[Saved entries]
**********

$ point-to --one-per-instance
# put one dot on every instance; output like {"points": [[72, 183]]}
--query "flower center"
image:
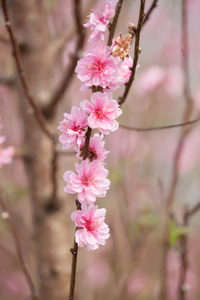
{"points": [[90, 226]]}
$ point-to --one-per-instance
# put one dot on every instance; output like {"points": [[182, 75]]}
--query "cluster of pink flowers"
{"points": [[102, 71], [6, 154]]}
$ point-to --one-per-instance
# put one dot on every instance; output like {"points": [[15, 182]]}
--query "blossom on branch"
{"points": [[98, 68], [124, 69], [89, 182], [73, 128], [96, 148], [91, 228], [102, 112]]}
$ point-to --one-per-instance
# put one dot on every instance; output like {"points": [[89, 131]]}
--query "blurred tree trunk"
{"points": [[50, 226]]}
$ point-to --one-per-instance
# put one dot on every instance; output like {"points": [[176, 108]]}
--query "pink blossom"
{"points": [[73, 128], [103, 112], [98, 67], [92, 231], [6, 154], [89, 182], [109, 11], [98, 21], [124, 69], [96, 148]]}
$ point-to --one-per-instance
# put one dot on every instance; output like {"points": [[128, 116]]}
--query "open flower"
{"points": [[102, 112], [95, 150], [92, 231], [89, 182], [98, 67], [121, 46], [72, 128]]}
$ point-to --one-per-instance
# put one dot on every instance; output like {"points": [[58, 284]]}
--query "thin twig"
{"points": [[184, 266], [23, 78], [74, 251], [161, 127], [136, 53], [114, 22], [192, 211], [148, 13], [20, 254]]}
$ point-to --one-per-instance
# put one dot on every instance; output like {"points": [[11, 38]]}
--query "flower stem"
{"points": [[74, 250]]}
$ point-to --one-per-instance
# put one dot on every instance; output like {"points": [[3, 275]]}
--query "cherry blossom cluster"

**********

#### What is asked
Every record above should be written out again without change, except that the pictures are left out.

#### Answer to this task
$ point-to --one-per-instance
# put one dot on every instance; output like {"points": [[72, 183]]}
--query "flower center"
image:
{"points": [[90, 226]]}
$ point-to --one-per-instance
# put one dot on every instance; output like {"points": [[182, 75]]}
--query "cluster of pink flowers"
{"points": [[102, 71], [6, 154]]}
$ point-to --one-per-instance
# put one dot on every instance; output like {"points": [[15, 182]]}
--query "blossom on branch"
{"points": [[98, 68], [124, 69], [89, 182], [73, 128], [96, 148], [91, 228], [102, 112]]}
$ point-to --one-per-instance
# put one dot on every instance; output like {"points": [[89, 131]]}
--query "blurred tree trunk"
{"points": [[50, 226]]}
$ point-to --one-per-instance
# put one dot on every instance; output like {"points": [[176, 108]]}
--query "pink blossom"
{"points": [[73, 128], [103, 112], [98, 67], [92, 231], [6, 154], [89, 182], [109, 11], [98, 21], [124, 69], [96, 148]]}
$ point-to --one-per-instance
# put one dot on every instance; output like {"points": [[128, 116]]}
--query "open flower"
{"points": [[102, 112], [95, 150], [92, 231], [89, 182], [98, 67], [121, 46], [72, 128]]}
$ point-to --one-per-instance
# put one dot on every instance; output like {"points": [[58, 284]]}
--query "thin twig"
{"points": [[184, 266], [23, 78], [74, 251], [161, 127], [136, 53], [114, 22], [192, 211], [148, 13], [20, 254]]}
$ point-to --one-per-instance
# put one dot on every instance; output like {"points": [[11, 38]]}
--query "flower stem"
{"points": [[74, 250]]}
$ point-to --one-per-instance
# put one dot on every instance; output like {"points": [[3, 275]]}
--query "cherry blossom cluster"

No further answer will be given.